#### [Text provided]
☆ ☆ ☆
Metamath Proof Explorer

Theorem rexeqfOLD

Description: Obsolete version of rexeqf as of 9-Mar-2025. (Contributed by NM, 9-Oct-2003) (Revised by Andrew Salmon, 11-Jul-2011) (Proof modification is discouraged.) (New usage is discouraged.)

		Ref	Expression
	Hypotheses	raleqf.1	$⊢ \underline{Ⅎ} x A$
		raleqf.2	$⊢ \underline{Ⅎ} x B$
	Assertion	rexeqfOLD	$⊢ A = B \to (\exists x \in A φ \leftrightarrow \exists x \in B φ)$

Proof

Step	Hyp	Ref	Expression
1		raleqf.1	$⊢ \underline{Ⅎ} x A$
2		raleqf.2	$⊢ \underline{Ⅎ} x B$
3	1 2	nfeq	$⊢ Ⅎ x A = B$
4		eleq2	$⊢ A = B \to (x \in A \leftrightarrow x \in B)$
5	4	anbi1d	$⊢ A = B \to ((x \in A \land φ) \leftrightarrow (x \in B \land φ))$
6	3 5	exbid	$⊢ A = B \to (\exists x (x \in A \land φ) \leftrightarrow \exists x (x \in B \land φ))$
7		df-rex	$⊢ \exists x \in A φ \leftrightarrow \exists x (x \in A \land φ)$
8		df-rex	$⊢ \exists x \in B φ \leftrightarrow \exists x (x \in B \land φ)$
9	6 7 8	3bitr4g	$⊢ A = B \to (\exists x \in A φ \leftrightarrow \exists x \in B φ)$
☆ ☆ ☆
#### [Material provided]
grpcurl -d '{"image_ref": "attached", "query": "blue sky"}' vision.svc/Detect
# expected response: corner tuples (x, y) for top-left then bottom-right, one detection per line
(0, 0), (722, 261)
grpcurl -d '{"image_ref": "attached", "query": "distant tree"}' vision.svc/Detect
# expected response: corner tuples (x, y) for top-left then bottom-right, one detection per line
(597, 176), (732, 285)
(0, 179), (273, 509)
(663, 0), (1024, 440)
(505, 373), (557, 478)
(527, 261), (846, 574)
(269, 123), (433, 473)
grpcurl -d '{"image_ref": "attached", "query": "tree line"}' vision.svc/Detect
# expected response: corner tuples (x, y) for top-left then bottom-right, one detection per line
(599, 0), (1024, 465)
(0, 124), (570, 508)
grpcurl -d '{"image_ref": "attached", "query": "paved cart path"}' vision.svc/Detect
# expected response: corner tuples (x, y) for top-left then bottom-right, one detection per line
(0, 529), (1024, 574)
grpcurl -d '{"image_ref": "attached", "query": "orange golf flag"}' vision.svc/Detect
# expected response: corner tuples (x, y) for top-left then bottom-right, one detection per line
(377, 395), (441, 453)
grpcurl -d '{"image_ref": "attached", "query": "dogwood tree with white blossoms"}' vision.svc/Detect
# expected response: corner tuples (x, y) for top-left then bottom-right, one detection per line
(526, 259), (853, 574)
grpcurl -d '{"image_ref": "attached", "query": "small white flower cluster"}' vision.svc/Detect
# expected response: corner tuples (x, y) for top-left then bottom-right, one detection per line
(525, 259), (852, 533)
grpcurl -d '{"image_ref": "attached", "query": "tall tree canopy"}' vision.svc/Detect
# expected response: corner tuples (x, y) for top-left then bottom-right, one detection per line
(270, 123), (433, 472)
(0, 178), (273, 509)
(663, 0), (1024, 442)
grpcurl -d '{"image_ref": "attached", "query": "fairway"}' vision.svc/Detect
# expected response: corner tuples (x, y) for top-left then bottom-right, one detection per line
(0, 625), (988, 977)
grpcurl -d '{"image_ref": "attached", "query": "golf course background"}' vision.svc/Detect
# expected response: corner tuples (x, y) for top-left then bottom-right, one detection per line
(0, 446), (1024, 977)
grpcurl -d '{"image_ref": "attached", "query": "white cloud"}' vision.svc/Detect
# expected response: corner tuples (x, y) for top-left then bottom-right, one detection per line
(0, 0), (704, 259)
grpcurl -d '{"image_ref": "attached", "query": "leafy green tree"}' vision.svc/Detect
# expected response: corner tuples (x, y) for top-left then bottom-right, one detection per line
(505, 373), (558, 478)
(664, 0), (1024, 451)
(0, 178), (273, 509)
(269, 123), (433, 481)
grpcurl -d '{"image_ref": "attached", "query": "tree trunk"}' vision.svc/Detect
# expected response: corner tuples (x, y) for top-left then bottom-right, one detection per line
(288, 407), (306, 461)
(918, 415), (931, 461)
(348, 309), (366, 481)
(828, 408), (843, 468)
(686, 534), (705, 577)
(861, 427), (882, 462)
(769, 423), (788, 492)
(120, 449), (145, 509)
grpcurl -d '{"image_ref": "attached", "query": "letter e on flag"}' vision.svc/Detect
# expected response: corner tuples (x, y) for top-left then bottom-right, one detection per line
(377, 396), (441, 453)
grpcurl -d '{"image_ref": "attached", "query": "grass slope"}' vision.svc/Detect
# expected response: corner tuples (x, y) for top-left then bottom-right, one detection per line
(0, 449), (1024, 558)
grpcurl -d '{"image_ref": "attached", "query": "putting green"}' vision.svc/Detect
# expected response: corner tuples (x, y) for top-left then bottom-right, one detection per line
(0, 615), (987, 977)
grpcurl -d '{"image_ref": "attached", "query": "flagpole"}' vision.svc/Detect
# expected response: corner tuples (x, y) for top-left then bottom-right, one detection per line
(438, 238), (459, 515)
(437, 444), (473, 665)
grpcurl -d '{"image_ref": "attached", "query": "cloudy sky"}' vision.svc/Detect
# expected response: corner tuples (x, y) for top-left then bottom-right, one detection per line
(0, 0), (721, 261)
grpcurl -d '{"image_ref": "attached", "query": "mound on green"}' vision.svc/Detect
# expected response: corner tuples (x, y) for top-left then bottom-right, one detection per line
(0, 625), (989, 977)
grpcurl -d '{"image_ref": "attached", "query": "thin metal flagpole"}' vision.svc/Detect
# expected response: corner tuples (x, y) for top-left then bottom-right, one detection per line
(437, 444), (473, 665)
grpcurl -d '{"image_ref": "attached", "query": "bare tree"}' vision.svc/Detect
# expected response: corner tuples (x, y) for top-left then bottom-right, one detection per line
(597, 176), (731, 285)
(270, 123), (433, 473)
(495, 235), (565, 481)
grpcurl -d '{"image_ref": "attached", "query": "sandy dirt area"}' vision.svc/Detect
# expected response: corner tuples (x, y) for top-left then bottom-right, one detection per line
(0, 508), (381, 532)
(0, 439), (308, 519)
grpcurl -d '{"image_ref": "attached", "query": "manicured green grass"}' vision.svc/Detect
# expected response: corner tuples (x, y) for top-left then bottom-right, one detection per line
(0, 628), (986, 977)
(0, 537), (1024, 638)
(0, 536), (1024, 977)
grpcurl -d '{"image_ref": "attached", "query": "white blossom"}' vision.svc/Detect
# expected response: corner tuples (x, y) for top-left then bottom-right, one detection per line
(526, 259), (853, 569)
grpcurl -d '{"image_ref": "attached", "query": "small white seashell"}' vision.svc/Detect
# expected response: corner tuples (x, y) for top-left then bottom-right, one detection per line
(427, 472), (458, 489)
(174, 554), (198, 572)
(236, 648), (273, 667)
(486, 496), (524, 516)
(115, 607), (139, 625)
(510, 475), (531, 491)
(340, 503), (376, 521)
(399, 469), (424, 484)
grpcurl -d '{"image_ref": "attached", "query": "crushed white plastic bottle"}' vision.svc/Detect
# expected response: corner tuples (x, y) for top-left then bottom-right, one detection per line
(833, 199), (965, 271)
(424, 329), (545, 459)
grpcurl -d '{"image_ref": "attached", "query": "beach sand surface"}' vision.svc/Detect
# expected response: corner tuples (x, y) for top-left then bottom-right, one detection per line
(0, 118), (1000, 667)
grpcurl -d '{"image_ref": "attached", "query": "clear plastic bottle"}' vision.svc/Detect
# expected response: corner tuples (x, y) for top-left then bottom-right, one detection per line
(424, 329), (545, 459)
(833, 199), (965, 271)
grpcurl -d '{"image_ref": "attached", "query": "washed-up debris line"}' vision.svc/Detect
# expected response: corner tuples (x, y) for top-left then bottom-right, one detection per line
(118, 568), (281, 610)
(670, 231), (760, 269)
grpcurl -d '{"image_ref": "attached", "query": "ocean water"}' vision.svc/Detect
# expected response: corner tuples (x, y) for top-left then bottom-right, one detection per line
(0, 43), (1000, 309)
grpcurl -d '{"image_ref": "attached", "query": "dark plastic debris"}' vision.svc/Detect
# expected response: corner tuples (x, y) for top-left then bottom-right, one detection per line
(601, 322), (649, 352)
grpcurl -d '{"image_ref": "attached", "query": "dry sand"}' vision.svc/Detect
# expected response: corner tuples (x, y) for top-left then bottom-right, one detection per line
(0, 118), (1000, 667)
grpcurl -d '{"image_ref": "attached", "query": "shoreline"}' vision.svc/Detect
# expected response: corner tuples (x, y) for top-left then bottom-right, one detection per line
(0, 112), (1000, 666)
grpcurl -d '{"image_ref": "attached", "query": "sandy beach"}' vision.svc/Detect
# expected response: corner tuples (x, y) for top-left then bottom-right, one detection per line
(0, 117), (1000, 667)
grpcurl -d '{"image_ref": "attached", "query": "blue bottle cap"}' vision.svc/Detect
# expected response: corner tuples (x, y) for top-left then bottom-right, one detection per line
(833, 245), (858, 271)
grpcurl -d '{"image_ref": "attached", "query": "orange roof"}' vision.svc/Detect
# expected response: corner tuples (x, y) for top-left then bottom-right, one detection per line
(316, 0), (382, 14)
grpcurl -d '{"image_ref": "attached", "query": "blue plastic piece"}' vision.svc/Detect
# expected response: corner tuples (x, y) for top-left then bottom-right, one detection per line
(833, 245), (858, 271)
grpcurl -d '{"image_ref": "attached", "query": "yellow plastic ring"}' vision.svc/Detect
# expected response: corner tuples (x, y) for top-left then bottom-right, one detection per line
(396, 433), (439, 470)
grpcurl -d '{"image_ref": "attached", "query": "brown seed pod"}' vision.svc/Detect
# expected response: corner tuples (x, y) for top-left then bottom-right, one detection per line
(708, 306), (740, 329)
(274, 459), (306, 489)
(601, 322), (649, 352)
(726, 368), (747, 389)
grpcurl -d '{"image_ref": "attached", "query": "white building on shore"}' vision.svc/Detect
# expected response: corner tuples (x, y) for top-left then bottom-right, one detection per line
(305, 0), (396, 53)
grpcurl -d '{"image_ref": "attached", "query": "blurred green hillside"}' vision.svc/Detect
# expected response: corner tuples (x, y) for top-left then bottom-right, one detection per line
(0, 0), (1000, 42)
☆ ☆ ☆
#### [Required task]
Rewrite the Metamath theorem page from the words "Theorem rexeqfOLD" through "usage is discouraged.)", and replace "Obsolete" with "Outdated" in that passage.

#### [Output]
Theorem rexeqfOLD

Description: Outdated version of rexeqf as of 9-Mar-2025. (Contributed by NM, 9-Oct-2003) (Revised by Andrew Salmon, 11-Jul-2011) (Proof modification is discouraged.) (New usage is discouraged.)